Starting at the line that contains "In [2]: # Locate the haze", copy out the lines below exactly as they stand, and stop after the last line of the set.

**Available data**
_ _ _

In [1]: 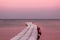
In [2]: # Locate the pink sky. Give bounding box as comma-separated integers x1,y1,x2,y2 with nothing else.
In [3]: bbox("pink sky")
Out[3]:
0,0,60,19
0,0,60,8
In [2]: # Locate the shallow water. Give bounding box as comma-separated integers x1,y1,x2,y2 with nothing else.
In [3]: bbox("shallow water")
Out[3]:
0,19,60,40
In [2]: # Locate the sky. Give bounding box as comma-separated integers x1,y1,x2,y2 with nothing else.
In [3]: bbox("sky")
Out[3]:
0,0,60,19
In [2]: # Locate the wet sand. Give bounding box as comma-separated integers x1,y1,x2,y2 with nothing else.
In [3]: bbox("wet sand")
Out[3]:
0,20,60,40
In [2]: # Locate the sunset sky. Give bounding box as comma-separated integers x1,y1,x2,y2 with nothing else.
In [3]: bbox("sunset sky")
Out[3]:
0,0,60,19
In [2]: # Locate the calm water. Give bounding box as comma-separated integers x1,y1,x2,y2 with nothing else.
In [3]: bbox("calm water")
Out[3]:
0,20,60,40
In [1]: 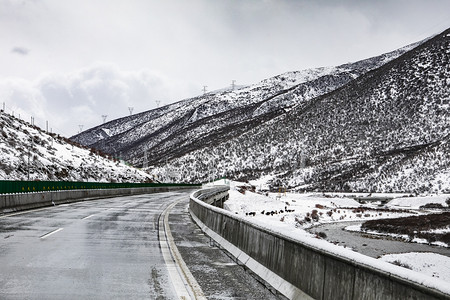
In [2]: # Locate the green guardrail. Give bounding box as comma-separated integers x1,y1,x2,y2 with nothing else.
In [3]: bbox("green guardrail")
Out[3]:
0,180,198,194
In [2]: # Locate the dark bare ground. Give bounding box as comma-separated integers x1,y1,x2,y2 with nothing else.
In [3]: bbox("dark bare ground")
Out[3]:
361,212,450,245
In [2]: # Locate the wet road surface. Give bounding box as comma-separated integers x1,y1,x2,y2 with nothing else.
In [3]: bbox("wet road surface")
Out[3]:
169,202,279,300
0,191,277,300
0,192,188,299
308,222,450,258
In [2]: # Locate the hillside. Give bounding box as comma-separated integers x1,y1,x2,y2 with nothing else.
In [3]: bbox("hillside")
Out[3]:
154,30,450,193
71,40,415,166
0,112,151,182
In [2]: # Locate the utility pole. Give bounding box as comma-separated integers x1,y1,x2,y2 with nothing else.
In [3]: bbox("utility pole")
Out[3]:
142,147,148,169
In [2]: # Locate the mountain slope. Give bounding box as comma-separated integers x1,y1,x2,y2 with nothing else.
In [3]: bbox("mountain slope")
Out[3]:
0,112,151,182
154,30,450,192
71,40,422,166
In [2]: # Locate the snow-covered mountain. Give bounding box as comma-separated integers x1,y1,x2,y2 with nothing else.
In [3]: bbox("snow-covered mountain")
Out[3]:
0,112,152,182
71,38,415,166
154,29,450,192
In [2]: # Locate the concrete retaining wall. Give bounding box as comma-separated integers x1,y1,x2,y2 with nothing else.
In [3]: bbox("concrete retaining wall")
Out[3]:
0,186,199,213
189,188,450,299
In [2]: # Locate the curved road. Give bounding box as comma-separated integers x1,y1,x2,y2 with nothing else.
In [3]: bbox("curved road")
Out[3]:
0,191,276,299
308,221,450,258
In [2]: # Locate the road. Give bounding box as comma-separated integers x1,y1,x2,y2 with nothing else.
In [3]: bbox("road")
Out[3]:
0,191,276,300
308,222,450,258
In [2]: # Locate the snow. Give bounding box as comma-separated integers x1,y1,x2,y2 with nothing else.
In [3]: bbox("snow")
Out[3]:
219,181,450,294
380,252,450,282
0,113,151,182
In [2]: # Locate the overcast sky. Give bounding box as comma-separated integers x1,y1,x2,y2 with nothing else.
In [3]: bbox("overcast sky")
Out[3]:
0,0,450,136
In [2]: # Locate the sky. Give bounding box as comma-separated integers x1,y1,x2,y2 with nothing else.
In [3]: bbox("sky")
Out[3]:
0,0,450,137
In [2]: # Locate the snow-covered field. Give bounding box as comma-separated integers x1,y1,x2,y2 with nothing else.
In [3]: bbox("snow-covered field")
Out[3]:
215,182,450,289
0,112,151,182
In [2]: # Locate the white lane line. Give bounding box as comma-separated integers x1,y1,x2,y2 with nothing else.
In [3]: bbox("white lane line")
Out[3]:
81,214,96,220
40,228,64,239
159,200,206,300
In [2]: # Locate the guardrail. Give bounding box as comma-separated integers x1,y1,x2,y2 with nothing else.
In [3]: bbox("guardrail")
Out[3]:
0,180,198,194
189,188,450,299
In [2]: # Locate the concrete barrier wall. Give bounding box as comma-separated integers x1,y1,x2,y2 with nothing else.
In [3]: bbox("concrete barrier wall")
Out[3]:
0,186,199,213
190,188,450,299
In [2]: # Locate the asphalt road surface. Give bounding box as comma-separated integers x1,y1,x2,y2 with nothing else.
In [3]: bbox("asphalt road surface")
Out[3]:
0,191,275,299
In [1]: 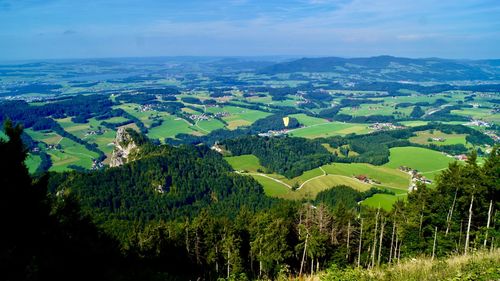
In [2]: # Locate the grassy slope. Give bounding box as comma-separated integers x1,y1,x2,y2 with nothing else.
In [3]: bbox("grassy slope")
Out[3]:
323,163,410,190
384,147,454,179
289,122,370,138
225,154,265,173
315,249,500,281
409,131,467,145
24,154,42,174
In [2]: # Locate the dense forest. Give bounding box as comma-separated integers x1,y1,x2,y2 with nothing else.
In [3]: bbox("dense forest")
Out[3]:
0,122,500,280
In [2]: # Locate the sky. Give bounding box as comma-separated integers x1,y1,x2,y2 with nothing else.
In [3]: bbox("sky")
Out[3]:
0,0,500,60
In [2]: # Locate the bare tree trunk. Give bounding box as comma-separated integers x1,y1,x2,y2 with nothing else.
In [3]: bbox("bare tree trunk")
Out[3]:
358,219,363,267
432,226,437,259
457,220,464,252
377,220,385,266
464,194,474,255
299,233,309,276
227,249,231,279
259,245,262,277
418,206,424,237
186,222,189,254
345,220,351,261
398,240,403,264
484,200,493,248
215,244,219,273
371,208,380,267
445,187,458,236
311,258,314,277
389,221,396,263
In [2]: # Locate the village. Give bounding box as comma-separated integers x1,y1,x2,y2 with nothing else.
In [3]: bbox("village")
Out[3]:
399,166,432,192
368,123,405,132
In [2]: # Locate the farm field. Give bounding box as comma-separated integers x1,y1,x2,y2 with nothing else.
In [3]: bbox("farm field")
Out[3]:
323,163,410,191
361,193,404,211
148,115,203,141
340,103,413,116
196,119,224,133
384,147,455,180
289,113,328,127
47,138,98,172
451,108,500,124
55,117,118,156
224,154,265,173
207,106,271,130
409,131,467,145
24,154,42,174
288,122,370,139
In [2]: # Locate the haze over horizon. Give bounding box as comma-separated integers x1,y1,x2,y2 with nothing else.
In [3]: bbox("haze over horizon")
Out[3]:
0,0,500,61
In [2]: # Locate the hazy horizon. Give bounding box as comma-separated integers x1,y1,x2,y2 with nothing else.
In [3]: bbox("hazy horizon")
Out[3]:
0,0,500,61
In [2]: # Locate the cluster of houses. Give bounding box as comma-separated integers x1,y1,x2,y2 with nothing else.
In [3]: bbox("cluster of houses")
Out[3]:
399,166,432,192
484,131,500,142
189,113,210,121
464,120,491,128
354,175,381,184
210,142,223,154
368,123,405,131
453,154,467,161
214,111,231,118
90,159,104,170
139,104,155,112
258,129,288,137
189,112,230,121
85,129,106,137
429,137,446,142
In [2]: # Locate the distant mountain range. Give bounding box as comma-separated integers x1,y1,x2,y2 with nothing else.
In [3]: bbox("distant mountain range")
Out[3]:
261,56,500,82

_ _ _

**Full answer**
In [2]: # Locate the haze over horizon. Give bounding box as comma-separated integers x1,y1,x2,y2 with nothing else.
In [3]: bbox("haze over horizon")
Out[3]:
0,0,500,61
In [2]: # Locate the hazy horizon. Give bounding box as comma-separated integers x1,y1,x2,y2 with nothing else.
In [3]: bbox("hazy horizon")
Out[3]:
0,0,500,61
In [2]: # Locate the cluster of houses. Give bounding box as comma-separated integers x1,y1,x2,y2 with nothing else.
In [3]: bbox("cluster of houses")
Out[3]:
399,166,432,192
484,131,500,142
189,113,210,121
464,120,491,128
354,175,381,184
210,142,223,154
368,123,405,131
453,154,467,161
214,111,231,118
90,159,104,170
139,104,155,112
258,129,288,137
189,112,230,121
85,129,106,137
429,137,446,142
In [2]: # Locate the distant mountain range. Give bounding box as comma-separated integers x1,y1,x2,y2 with nothing else.
In [3]: bbox("distant mountain range")
Out[3]:
261,56,500,82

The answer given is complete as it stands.